Ação necessária 1:
Liste todos os percentuais de isolamento social mencionados no texto sobre a pandemia.
Ação necessária 2:
Responda com base no texto sobre a pandemia:
(a) Quais duas medidas teriam resolvido o problema desde o começo?
(b) Em quais ocasiões se viu o efeito de as pessoas não se comportarem?
(c) Em que se traduz o reflexo da falta de responsabilidade social?
Ação necessária 3:
Retome o texto sobre a pandemia a partir do ponto em que ele termina.

Trecho selecionado:
O país poderia ter outro panorama da pandemia?
Essa pandemia nos deu uma oportunidade de encerrá-la muito mais cedo. Ficou claro, desde o começo, que o uso de máscara, o isolamento social teriam resolvido o problema lá atrás, se as pessoas tivessem levado as medidas a sério. Em São Paulo, se não me engano, o melhor resultado de isolamento foi de 65%, o que é vergonhoso. As pessoas têm que trabalhar, tudo isso é verdade. Mas poderíamos ter chegado em 90%, 80% de isolamento. É uma pena que o indivíduo não entenda a ciência, porque, se entendesse melhor o papel dele, isso já teria acabado. Vimos claramente o que aconteceu no Natal e no ano-novo e era uma das poucas certezas que tínhamos: se as pessoas não se comportassem, haveria um novo aumento da pandemia. E foi o que ocorreu.

Sabemos que o reflexo dessa falta de responsabilidade social se traduz em mais transmissão, propiciando aparição de novas variantes. Como isso se dá?

Trechos de dados:
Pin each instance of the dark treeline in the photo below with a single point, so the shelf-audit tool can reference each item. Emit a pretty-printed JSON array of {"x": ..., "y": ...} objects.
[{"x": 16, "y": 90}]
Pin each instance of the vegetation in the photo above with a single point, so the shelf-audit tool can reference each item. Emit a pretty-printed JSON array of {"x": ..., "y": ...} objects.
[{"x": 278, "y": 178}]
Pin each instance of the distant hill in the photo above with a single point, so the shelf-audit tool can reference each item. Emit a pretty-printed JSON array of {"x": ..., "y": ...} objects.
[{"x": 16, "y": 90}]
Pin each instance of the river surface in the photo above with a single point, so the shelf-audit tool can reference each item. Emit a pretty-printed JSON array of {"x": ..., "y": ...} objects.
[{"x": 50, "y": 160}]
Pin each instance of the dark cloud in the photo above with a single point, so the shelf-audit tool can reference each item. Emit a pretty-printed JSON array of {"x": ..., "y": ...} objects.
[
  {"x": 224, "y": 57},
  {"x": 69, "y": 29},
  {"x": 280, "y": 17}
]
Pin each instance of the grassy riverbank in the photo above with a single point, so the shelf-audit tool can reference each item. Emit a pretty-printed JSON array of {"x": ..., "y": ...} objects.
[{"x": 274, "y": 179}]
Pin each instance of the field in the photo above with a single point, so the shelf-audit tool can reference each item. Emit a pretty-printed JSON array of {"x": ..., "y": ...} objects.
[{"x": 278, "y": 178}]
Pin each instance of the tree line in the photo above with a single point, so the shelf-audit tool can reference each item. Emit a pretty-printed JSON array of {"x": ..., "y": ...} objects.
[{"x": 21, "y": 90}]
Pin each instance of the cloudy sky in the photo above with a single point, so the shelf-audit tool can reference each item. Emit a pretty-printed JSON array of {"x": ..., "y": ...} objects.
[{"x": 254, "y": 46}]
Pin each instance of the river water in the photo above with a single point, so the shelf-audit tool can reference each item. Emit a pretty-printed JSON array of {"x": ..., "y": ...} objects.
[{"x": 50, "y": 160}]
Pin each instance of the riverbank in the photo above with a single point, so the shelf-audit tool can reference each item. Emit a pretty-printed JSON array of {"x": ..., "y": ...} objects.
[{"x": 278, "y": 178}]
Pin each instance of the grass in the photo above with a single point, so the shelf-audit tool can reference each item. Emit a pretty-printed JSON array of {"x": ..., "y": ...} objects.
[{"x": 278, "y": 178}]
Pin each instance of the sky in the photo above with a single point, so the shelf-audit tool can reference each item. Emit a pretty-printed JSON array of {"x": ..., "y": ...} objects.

Sua resposta 1:
65%, 90% e 80%.

Sua resposta 2:
(a) O uso de máscara e o isolamento social.
(b) No Natal e no ano-novo.
(c) Em mais transmissão, propiciando o aparecimento de novas variantes.

Sua resposta 3:
As pessoas precisam entender que toda variante é fruto de uma infecção. Cada ser humano que se infecta é um bilhete de loteria que a gente compra para o vírus criar uma variante nova e mais difícil de tratar. Isso em função do número de pessoas infectadas e da velocidade de infecção, da taxa. Quanto mais rápido o vírus sai de um indivíduo para o outro, maior a pressão evolutiva sobre esse indivíduo. Quando a pessoa, principalmente o jovem, pensa assim: 'Sou novo, dificilmente vou ter um problema, se pegar faço o teste, vou proteger meus avós', ele não entende que, ao fazer isso, está se preocupando exclusivamente com o entorno curto dele. Porque ele pode estar dando, no corpo dele, a chance de o vírus gerar uma variante de mais difícil controle.

De que forma as variantes influenciam na rota das vacinas e como contornar essa situação?
A gente não sabe quais vacinas vão responder melhor para as variantes, até porque ainda não sabemos quais variantes teremos aí pela frente. Há vacinas que, pelo seu desenho, serão mais fáceis de modificar para variantes do que outras. Por isso, precisamos aumentar o portfólio de vacinas que a gente tem. Não só na questão numérica, de se ter mais doses para atender as pessoas, mas quanto à importância de se ter vários tipos de tecnologias vacinais de forma que, se lá na frente, a gente descobrir que uma estratégia é mais eficiente do que outra para lidar com as variantes, a gente não seja pego de calça curta.

Neste sentido, está sendo suficiente o ritmo para garantir a incorporação de diferentes tecnologias?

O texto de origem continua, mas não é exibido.